### Objective
Transcribe all of the records below word for word, leaving the pictures out of your copy.

### Excerpted data
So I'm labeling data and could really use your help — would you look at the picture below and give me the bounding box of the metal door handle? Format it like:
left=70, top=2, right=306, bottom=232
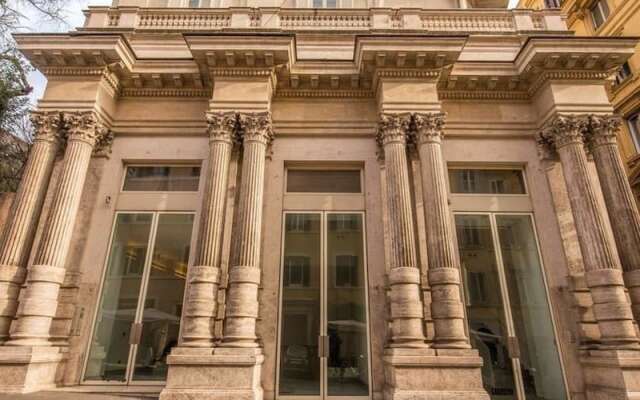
left=129, top=322, right=142, bottom=344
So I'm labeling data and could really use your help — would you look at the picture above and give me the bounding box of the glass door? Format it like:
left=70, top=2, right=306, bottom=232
left=455, top=214, right=567, bottom=400
left=278, top=212, right=370, bottom=399
left=84, top=213, right=193, bottom=383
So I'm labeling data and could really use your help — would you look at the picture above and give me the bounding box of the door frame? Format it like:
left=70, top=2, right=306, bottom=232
left=275, top=210, right=373, bottom=400
left=80, top=210, right=197, bottom=386
left=452, top=211, right=571, bottom=400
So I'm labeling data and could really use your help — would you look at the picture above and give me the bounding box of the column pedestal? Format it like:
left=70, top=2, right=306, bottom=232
left=383, top=348, right=489, bottom=400
left=160, top=347, right=264, bottom=400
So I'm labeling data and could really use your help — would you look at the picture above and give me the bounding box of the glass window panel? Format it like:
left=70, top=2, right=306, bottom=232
left=133, top=214, right=193, bottom=381
left=496, top=215, right=566, bottom=400
left=122, top=165, right=200, bottom=192
left=455, top=215, right=516, bottom=400
left=279, top=214, right=321, bottom=396
left=85, top=214, right=152, bottom=381
left=287, top=169, right=362, bottom=193
left=449, top=168, right=526, bottom=194
left=327, top=214, right=369, bottom=396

### Written solution
So I'm labeling data and could really use your help — would you look at the picture below and give me the bounding box of the metal door handle? Format it like:
left=70, top=2, right=306, bottom=232
left=129, top=322, right=142, bottom=344
So I'm labeling data and could really use your help — would you look at the picture above and give me the bounding box of the glass door? Format it like:
left=70, top=2, right=306, bottom=232
left=455, top=214, right=567, bottom=400
left=278, top=212, right=370, bottom=399
left=84, top=213, right=193, bottom=383
So I'm labeling data and could really use your help — would you look at the picture above and give me the bounding box of the door frame? Format it like:
left=70, top=2, right=306, bottom=232
left=275, top=210, right=373, bottom=400
left=80, top=210, right=197, bottom=386
left=452, top=211, right=571, bottom=400
So I'm labeling data and could really use your help — would you look at the picture above and give me the bounding box of the column pedestal? Format it like:
left=70, top=2, right=306, bottom=232
left=383, top=348, right=489, bottom=400
left=160, top=347, right=264, bottom=400
So I'm labeling data and could really use your help — would you look at the picture above and give me the bounding box of the glass window panel? Format it like:
left=70, top=2, right=306, bottom=232
left=133, top=214, right=193, bottom=381
left=496, top=215, right=566, bottom=400
left=122, top=165, right=200, bottom=192
left=455, top=215, right=516, bottom=400
left=279, top=214, right=321, bottom=396
left=85, top=214, right=152, bottom=381
left=287, top=169, right=362, bottom=193
left=449, top=168, right=526, bottom=194
left=327, top=214, right=369, bottom=396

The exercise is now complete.